### [YOUR OBJECTIVE]
Count the lines in the rows below that contain the string "blue", treating case as significant. Give only the number.

Stored dataset items:
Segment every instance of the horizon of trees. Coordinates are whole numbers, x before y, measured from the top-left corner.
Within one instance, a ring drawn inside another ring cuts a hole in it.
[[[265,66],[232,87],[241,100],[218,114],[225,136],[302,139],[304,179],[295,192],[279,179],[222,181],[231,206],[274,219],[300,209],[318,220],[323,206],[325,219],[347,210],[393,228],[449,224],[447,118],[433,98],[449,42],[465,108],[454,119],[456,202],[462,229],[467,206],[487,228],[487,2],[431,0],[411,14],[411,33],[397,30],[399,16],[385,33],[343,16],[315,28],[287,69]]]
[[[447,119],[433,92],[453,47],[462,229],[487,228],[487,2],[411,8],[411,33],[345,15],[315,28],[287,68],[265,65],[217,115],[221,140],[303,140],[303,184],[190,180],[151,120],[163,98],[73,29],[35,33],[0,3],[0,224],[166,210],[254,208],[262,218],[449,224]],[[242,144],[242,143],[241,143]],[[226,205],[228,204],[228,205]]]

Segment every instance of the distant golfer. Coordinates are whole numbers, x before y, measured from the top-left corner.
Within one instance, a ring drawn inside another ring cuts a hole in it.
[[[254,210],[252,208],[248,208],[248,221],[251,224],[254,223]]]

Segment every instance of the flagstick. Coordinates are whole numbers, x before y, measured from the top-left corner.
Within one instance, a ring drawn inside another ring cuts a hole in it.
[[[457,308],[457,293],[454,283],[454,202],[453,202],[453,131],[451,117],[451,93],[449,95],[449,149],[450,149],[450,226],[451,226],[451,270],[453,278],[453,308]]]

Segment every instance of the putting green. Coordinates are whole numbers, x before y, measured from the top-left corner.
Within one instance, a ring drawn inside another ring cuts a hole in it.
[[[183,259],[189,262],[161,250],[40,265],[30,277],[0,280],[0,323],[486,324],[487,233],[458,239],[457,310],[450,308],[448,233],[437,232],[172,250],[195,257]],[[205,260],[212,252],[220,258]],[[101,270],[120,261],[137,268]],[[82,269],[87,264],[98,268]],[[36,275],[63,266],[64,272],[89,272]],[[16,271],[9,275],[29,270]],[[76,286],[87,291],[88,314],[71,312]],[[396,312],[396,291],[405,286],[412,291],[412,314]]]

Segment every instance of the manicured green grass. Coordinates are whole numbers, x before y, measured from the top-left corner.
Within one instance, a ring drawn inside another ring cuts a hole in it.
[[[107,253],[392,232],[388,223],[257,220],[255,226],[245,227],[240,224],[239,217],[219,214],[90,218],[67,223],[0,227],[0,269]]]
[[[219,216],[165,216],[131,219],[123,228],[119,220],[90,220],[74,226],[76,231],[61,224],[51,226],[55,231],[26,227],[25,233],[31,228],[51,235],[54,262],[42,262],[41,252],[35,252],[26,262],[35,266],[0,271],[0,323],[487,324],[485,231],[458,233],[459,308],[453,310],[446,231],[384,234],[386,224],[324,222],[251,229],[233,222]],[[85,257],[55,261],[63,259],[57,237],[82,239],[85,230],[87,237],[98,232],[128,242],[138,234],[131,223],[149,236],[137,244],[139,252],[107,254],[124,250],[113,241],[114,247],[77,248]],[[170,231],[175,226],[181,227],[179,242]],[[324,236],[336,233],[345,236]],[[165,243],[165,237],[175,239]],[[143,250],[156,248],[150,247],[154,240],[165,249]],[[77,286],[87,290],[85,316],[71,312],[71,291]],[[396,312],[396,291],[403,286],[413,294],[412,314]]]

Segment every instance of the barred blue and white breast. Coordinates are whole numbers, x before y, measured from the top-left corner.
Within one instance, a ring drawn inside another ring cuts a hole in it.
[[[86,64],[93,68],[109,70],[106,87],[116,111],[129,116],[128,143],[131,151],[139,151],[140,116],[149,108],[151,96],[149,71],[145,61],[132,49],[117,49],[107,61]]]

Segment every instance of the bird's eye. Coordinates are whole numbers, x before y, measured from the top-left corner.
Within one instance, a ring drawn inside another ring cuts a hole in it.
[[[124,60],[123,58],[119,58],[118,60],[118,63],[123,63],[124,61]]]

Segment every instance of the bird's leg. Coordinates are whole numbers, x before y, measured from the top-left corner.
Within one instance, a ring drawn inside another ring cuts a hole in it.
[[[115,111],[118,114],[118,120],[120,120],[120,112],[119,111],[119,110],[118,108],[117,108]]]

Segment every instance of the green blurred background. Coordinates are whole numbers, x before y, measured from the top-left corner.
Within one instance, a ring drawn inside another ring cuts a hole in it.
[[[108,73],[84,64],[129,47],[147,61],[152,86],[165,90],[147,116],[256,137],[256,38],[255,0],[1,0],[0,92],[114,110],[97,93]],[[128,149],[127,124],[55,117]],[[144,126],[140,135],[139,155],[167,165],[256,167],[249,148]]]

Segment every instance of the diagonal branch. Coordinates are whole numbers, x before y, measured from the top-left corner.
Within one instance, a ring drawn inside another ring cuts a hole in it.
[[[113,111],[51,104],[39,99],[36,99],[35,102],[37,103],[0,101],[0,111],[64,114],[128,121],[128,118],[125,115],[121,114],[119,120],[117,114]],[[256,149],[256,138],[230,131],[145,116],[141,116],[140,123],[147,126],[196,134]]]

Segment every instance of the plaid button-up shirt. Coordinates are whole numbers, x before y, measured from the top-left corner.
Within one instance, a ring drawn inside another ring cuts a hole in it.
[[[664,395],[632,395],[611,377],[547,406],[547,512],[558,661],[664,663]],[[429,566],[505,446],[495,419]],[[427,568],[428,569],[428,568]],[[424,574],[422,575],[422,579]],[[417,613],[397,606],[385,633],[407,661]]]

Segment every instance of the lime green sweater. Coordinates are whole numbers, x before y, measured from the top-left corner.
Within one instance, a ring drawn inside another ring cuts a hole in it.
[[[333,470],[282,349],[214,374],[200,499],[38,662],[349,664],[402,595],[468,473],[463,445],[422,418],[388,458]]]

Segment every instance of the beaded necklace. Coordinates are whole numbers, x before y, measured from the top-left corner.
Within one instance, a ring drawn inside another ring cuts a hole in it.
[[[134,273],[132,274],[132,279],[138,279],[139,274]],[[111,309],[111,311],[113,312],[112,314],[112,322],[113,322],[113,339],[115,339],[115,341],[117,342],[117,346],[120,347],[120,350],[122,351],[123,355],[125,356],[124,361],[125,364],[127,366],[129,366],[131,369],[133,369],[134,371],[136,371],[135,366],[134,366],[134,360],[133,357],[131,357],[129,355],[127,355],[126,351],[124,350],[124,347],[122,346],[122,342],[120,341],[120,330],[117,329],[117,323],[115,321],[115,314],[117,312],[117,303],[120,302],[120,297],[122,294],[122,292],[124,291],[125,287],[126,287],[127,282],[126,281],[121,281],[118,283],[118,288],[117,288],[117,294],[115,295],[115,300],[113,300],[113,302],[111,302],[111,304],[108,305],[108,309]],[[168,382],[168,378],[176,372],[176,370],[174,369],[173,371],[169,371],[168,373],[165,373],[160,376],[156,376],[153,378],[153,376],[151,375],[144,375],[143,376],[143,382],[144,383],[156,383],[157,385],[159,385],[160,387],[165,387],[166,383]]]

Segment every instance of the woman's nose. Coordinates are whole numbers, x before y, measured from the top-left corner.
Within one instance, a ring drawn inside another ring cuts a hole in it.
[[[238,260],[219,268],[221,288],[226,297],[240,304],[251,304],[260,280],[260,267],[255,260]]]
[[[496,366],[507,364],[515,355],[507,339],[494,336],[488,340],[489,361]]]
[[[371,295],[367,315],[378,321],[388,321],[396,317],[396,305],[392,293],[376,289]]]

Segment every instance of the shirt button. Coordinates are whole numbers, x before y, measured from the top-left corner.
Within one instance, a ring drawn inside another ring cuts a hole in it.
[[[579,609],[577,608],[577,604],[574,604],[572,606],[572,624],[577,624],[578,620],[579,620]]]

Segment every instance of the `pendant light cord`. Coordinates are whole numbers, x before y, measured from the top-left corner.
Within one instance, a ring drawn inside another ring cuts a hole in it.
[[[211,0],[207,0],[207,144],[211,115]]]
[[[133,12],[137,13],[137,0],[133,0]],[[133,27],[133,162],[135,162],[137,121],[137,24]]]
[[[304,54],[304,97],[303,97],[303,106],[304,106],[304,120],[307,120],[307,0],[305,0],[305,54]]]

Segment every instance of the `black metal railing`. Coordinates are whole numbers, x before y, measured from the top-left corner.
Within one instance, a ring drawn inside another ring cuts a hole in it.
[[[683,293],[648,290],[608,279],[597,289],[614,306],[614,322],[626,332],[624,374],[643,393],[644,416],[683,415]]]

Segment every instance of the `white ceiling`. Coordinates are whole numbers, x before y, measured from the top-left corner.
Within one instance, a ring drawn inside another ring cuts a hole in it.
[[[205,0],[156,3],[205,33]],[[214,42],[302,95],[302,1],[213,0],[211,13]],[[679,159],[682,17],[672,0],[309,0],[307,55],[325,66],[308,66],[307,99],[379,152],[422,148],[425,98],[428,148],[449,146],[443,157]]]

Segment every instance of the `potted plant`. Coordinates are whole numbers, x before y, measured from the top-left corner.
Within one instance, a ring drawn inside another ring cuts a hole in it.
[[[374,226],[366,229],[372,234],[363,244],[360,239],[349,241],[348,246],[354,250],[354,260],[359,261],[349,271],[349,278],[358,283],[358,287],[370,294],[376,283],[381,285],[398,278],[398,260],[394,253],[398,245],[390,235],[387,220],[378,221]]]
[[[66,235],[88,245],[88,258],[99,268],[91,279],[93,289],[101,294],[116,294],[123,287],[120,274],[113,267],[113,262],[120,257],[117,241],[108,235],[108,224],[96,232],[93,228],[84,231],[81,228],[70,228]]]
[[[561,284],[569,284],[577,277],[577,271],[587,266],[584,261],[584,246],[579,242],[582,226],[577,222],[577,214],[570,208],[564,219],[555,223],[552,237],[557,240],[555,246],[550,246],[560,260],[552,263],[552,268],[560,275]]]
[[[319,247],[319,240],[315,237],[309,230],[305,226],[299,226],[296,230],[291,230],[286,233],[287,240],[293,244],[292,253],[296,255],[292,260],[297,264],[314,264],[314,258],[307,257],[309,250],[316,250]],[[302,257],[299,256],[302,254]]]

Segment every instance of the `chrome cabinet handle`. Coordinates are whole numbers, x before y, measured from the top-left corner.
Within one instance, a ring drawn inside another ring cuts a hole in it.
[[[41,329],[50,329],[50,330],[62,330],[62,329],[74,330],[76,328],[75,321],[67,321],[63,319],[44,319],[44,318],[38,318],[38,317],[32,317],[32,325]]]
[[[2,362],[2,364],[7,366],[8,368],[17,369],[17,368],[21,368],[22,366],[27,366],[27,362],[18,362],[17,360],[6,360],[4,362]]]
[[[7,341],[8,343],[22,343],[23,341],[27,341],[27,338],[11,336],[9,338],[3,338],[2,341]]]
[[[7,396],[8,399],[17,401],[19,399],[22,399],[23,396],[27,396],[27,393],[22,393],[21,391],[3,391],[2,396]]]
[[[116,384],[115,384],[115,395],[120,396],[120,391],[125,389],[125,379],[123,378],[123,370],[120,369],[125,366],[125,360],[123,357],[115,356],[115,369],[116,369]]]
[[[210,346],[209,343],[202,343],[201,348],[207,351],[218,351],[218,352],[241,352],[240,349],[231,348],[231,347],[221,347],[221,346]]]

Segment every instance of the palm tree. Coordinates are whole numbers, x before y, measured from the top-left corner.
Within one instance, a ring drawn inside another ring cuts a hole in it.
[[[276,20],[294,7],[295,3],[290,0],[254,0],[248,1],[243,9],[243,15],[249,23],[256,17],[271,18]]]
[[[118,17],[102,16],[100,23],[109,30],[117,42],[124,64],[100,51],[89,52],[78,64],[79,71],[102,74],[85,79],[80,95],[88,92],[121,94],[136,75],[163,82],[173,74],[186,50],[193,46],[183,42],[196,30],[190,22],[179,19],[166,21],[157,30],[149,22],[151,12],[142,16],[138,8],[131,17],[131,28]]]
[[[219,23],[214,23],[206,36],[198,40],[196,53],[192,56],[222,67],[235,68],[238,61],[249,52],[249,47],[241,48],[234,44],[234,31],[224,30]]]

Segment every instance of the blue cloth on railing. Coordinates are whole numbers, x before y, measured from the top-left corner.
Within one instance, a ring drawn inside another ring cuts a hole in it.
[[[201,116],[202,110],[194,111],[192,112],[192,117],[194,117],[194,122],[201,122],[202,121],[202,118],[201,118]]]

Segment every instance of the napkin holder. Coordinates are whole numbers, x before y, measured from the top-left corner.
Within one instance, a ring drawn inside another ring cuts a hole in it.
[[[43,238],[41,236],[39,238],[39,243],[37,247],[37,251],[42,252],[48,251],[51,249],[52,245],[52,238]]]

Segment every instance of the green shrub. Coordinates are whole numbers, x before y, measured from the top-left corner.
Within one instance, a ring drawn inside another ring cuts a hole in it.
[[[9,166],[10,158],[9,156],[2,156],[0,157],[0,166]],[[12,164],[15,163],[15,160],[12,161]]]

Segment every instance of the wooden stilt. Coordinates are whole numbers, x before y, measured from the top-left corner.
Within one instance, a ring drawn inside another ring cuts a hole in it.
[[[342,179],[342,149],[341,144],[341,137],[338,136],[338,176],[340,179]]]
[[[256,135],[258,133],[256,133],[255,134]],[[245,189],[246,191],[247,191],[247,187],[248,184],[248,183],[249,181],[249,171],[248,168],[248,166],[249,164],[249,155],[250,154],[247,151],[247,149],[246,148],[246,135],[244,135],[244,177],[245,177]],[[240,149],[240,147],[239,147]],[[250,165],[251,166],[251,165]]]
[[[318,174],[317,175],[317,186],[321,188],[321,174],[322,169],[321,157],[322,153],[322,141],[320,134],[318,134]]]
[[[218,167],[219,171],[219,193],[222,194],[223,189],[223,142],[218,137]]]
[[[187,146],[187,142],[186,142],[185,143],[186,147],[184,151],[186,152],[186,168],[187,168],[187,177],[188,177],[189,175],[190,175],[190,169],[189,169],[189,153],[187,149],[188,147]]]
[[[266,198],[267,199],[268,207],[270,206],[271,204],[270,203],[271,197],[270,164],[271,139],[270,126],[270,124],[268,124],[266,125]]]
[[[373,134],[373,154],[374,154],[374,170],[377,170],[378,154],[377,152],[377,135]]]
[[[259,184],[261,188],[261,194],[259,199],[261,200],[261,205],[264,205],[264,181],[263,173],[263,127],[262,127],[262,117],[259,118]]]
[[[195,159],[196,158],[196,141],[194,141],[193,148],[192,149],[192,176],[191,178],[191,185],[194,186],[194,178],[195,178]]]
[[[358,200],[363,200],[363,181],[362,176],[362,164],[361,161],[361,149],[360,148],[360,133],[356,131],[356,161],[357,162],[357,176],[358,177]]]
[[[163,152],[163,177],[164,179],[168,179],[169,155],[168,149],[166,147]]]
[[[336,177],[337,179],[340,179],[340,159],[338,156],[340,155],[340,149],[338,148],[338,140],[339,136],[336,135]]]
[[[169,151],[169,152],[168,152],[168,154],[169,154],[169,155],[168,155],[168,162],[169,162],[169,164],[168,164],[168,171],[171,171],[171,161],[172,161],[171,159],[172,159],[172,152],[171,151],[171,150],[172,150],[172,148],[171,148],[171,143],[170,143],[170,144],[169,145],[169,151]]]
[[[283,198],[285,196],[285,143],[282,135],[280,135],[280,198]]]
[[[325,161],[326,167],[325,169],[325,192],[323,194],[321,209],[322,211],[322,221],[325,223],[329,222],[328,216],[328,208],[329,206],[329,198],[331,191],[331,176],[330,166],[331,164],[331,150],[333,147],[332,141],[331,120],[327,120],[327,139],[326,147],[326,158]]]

### [FINAL RESULT]
2